• Consigne de travail A: D'après le texte sur l'islam et la justice, pourquoi la lutte pour la justice n'est-elle pas une option pour un musulman ?
• Consigne de travail B: Poursuivez le texte sur l'islam et la justice à partir de sa dernière phrase.

• Texte fourni:
+---+
Mohamed Iqbal disait qu’il existe trois sources de connaissances qui permettent de faire apparaître sous son meilleur jour l’esprit de l’islam : l'expérience intime, la nature et l’histoire. C’est à travers le prisme de la filiation, du rapport au monde, à la nature, et de la dimension de libération intérieure, que nous aborderons la suite : l’engagement politique et social, les rapports de race, de classes et de genre... Souvent l'urgence de nos luttes nous pousse à mettre en avant ces derniers, mais la question est de savoir par quels types de femmes et d'homme elles sont portées et dans quelle vision du monde elles s'inscrivent...

Commençons par préciser quelque chose qui nous parait pourtant couler de source : la lutte pour la justice n’est pas une option pour un musulman, elle va de pair avec sa foi. Deux notions sont intéressantes à ce point de vue : la liberté et la responsabilité (Khilafa et wilayah).

On les retrouve notamment dans trois passages clé : Le récit coranique de l’apparition de l'être humain qui relate un dialogue entre Dieu et les anges, ou Dieu annonce aux anges qu'Il va établir sur terre un Khalife (Coran 2.30 et 2 .34).

Puis le passage du dépôt (Amâna’) que Dieu confia aux humains : « Nous avons proposé aux cieux, à la terre, et aux montagnes la responsabilité / le mandat ('Al-Amâna', de la foi, de la liberté, donc de la responsabilité / Dépôt de confiance, intégrité, loyauté).  Ils ont refusé de la porter et en ont eu peur. Seul l'homme a accepté de s'en charger,  car il est très injuste [envers lui-même] et très ignorant » (Coran Sourate 33 verset 72).
+---+
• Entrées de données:
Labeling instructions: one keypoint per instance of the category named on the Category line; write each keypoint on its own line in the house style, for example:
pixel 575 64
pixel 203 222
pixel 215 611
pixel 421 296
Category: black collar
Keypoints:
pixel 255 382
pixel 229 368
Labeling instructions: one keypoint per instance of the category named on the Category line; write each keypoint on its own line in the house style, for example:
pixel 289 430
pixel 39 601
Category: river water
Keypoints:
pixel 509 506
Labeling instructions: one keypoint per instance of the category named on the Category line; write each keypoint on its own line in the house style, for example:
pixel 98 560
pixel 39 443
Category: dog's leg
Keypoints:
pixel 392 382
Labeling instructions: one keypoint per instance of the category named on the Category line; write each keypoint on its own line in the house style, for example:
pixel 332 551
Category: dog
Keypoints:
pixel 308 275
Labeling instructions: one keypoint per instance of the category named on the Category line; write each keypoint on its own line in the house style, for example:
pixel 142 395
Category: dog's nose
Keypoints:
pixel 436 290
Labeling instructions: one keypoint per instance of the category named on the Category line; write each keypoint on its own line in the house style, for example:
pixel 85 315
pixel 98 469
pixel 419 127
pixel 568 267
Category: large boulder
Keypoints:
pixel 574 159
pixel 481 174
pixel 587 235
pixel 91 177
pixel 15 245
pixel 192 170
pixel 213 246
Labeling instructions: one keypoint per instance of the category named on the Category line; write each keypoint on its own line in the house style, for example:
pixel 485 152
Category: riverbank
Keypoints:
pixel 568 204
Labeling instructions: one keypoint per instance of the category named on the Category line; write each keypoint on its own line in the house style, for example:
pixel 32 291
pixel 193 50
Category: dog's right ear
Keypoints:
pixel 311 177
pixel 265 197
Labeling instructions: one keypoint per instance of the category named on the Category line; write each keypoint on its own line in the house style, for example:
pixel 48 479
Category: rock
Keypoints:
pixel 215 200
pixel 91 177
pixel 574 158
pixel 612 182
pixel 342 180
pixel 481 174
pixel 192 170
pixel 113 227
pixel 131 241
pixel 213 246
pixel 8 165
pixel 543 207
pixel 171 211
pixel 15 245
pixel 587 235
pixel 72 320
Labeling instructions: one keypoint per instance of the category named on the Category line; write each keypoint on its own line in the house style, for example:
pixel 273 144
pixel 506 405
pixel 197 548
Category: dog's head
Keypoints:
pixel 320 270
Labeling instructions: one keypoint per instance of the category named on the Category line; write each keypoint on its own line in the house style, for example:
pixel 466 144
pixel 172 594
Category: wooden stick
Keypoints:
+---+
• Réponse rédigée A: Elle n'est pas une option parce qu'elle va de pair avec sa foi. Le texte rattache cet engagement à deux notions, la liberté et la responsabilité (Khilafa et wilayah).

• Réponse rédigée B:
Et le passage sur la co-responsabilité, la Wilayah : « Les croyants et les croyantes sont alliés (awliyaa) les uns des autres. Ils incitent au Bien commun (el maarouf) et déconseillent les mauvaises actions (el mounkar), accomplissent la prière, s’acquittent de la zakat et obéissent à Dieu et à Son prophète » (Coran sourate 9 verset 72).

Dieu a donc établi sur terre un Khalife, l’être humain. Ce dernier a accepté le dépôt divin, Al’Amâna, la responsabilité, que Dieu lui a proposé, et l’injonction d’accomplir le bien sur terre. Il est intéressant de remarquer, que ce n’est pas parce que l’humain serait supérieur au reste de la création qu’il fut nommé khalife, mais bien parce que c’est le seul du fait de son ignorance qui n’en saisit pas toute l’importance et qui l’accepte, contrairement aux cieux, à la terre et aux montagnes…

Pour Asmaa Lamrabet, grande figure marocaine du féminisme islamique « La Khilafa dans son concept coranique est conditionné avant tout par sa responsabilité qui doit être portée par chaque être humain sur terre. Les êtres humains sont les représentants ou dépositaires (non de Dieu mais) de la mission dont le créateur les a assignés sur terre ». Elle nous dit aussi que la “notion de wilayah nous dit que la femme et l’homme sont responsable, à part égale de l’une des finalités les plus fondamentales en islam : faire régner la justice et l'intérêt général (El Maslaha) » 25.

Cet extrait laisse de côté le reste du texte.